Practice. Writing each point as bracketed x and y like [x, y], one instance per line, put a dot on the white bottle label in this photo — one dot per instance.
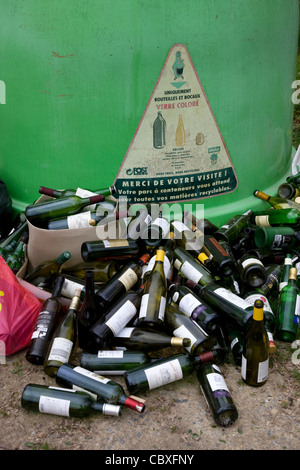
[231, 297]
[188, 270]
[55, 406]
[250, 261]
[80, 220]
[183, 332]
[122, 316]
[164, 374]
[188, 303]
[60, 350]
[91, 374]
[144, 306]
[128, 278]
[110, 354]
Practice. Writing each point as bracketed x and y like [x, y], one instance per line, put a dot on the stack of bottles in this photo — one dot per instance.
[175, 296]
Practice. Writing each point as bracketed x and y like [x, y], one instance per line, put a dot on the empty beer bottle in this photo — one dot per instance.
[147, 339]
[255, 357]
[105, 389]
[45, 326]
[217, 394]
[163, 371]
[64, 402]
[153, 303]
[45, 273]
[114, 362]
[289, 309]
[65, 339]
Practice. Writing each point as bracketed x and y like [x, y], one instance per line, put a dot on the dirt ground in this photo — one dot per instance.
[176, 416]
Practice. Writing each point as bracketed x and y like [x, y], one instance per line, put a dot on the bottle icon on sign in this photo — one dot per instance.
[180, 133]
[159, 132]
________
What is required. Write out all of the data above again, line by line, including the instruction text that comes before each group of coordinates. Scale every x and y coordinate by 1.9, rounding to whole numbers with halves rounded up, and leave out the picture.

The solution.
Practice. Writing each point as bracketed x and y like [x, y], one instance per line, put a dot on the white bottle label in this photo — one dot per instance.
[439, 564]
[357, 513]
[105, 771]
[475, 496]
[152, 418]
[348, 631]
[232, 600]
[312, 711]
[357, 576]
[114, 665]
[173, 711]
[274, 581]
[243, 528]
[209, 673]
Practice. Writing each point as bracketed x and y like [x, y], one instance per line, put a dot on the stack of bottles in this photo — one dot per instance.
[333, 562]
Practice. Writing each point as bracketed x and y like [x, y], one instance per line, put a dot on the empty beer bottle in this photo — one dot per instance.
[279, 644]
[485, 678]
[200, 739]
[86, 619]
[412, 749]
[310, 705]
[122, 764]
[291, 576]
[86, 519]
[217, 688]
[549, 587]
[124, 644]
Practice. Writing each point as bracketed x and y like [x, y], one instance per line, put a dot on the dirt ground in this photo — one dot per instance.
[334, 790]
Practice. Writing each point as bracketed x and y like [x, y], one instance per line, put a dot on the bottle icon on sign in this photo — one dot per instance.
[342, 253]
[302, 251]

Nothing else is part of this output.